» YOUR TASK:
Return each line of the listing exactly, though without its images.

» INFORMATION:

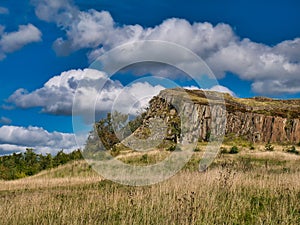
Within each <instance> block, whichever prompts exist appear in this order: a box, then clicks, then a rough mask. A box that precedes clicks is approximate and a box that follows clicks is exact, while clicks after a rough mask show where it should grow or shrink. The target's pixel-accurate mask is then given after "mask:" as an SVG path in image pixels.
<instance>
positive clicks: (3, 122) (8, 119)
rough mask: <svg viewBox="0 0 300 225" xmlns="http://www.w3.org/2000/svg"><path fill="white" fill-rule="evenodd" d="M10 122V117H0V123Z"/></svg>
mask: <svg viewBox="0 0 300 225" xmlns="http://www.w3.org/2000/svg"><path fill="white" fill-rule="evenodd" d="M10 123H11V119H9V118H7V117H5V116H2V117H0V124H10Z"/></svg>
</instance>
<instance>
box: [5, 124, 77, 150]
mask: <svg viewBox="0 0 300 225" xmlns="http://www.w3.org/2000/svg"><path fill="white" fill-rule="evenodd" d="M26 148H34V149H36V150H37V151H38V152H41V153H46V152H49V153H55V152H57V151H59V150H61V149H64V150H66V151H68V152H69V151H72V150H75V149H76V148H77V145H76V142H75V137H74V135H73V134H70V133H60V132H56V131H54V132H48V131H46V130H45V129H43V128H41V127H32V126H29V127H18V126H7V125H5V126H2V127H0V154H3V153H5V152H13V151H25V149H26Z"/></svg>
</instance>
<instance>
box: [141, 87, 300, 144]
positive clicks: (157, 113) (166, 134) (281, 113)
mask: <svg viewBox="0 0 300 225" xmlns="http://www.w3.org/2000/svg"><path fill="white" fill-rule="evenodd" d="M153 118H160V119H162V120H163V121H164V122H165V123H166V124H167V127H168V128H167V134H166V138H167V139H172V140H174V141H177V142H194V141H196V140H197V139H198V140H209V139H210V140H212V139H216V138H219V137H222V136H223V135H224V134H225V135H226V134H234V135H236V136H243V137H244V138H247V139H248V140H249V141H253V142H280V143H299V142H300V100H274V99H270V98H262V97H256V98H248V99H241V98H234V97H232V96H230V95H228V94H221V93H217V92H208V91H205V92H204V91H200V90H196V91H191V90H183V89H167V90H163V91H161V92H160V94H159V95H158V96H156V97H154V98H153V99H152V100H151V101H150V106H149V109H148V111H147V114H146V117H145V120H144V124H143V127H144V128H145V127H147V126H148V125H147V124H149V121H151V119H153ZM178 129H179V131H180V132H179V133H180V134H179V133H178ZM176 132H177V133H176Z"/></svg>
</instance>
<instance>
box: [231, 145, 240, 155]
mask: <svg viewBox="0 0 300 225" xmlns="http://www.w3.org/2000/svg"><path fill="white" fill-rule="evenodd" d="M237 153H239V148H238V147H237V146H235V145H234V146H232V147H231V148H230V151H229V154H237Z"/></svg>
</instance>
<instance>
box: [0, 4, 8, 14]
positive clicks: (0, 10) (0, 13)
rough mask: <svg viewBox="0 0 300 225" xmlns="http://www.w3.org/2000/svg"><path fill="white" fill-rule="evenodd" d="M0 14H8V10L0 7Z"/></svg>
mask: <svg viewBox="0 0 300 225" xmlns="http://www.w3.org/2000/svg"><path fill="white" fill-rule="evenodd" d="M0 14H9V10H8V9H7V8H5V7H1V6H0Z"/></svg>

» SOLUTION FOR THIS EXERCISE:
Within each <instance> block, whichever prompts exist appear in this order: a box, then clicks, then a rough mask. A box that precedes clicks is approximate and a box that follows clicks is exact, while clicks after a rough mask show where it should grow or shrink. The target's pixel-accurate mask is then given after "mask:" as an SVG path in image pixels.
<instance>
positive clicks: (3, 122) (8, 119)
rough mask: <svg viewBox="0 0 300 225" xmlns="http://www.w3.org/2000/svg"><path fill="white" fill-rule="evenodd" d="M10 122V117H0V123Z"/></svg>
mask: <svg viewBox="0 0 300 225" xmlns="http://www.w3.org/2000/svg"><path fill="white" fill-rule="evenodd" d="M10 123H11V119H9V118H7V117H5V116H2V117H0V124H10Z"/></svg>
</instance>
<instance>
box: [5, 124, 77, 150]
mask: <svg viewBox="0 0 300 225" xmlns="http://www.w3.org/2000/svg"><path fill="white" fill-rule="evenodd" d="M26 148H34V149H36V150H37V151H38V152H41V153H46V152H49V153H55V152H57V151H59V150H61V149H64V150H66V151H68V152H69V151H72V150H75V149H76V148H77V145H76V142H75V137H74V135H73V134H70V133H60V132H56V131H54V132H48V131H46V130H45V129H43V128H41V127H32V126H29V127H18V126H7V125H5V126H2V127H0V154H3V153H5V152H13V151H25V149H26Z"/></svg>
</instance>
<instance>
box: [141, 87, 300, 144]
positive clicks: (157, 113) (166, 134) (281, 113)
mask: <svg viewBox="0 0 300 225" xmlns="http://www.w3.org/2000/svg"><path fill="white" fill-rule="evenodd" d="M153 118H160V119H162V120H163V121H164V122H165V123H166V124H167V127H168V128H167V134H166V138H167V139H172V140H174V141H177V142H194V141H196V140H197V139H198V140H209V139H210V140H212V139H216V138H219V137H222V136H223V135H224V134H225V135H226V134H234V135H236V136H243V137H244V138H247V139H248V140H249V141H253V142H280V143H299V142H300V100H274V99H270V98H262V97H256V98H248V99H241V98H234V97H232V96H230V95H228V94H221V93H217V92H208V91H205V92H204V91H200V90H196V91H191V90H183V89H167V90H163V91H161V92H160V94H159V95H158V96H156V97H154V98H153V99H152V100H151V101H150V106H149V109H148V111H147V114H146V117H145V120H144V124H143V127H144V128H145V127H147V126H148V125H147V124H149V121H151V119H153ZM178 129H179V131H180V132H179V133H180V134H179V133H178ZM176 132H177V133H176Z"/></svg>
</instance>
<instance>
box: [231, 145, 240, 155]
mask: <svg viewBox="0 0 300 225" xmlns="http://www.w3.org/2000/svg"><path fill="white" fill-rule="evenodd" d="M237 153H239V148H238V147H237V146H235V145H234V146H232V147H231V148H230V151H229V154H237Z"/></svg>
</instance>
<instance>
box: [0, 4, 8, 14]
positive clicks: (0, 10) (0, 13)
rough mask: <svg viewBox="0 0 300 225" xmlns="http://www.w3.org/2000/svg"><path fill="white" fill-rule="evenodd" d="M0 14H8V10L0 7Z"/></svg>
mask: <svg viewBox="0 0 300 225" xmlns="http://www.w3.org/2000/svg"><path fill="white" fill-rule="evenodd" d="M0 14H9V10H8V9H7V8H5V7H1V6H0Z"/></svg>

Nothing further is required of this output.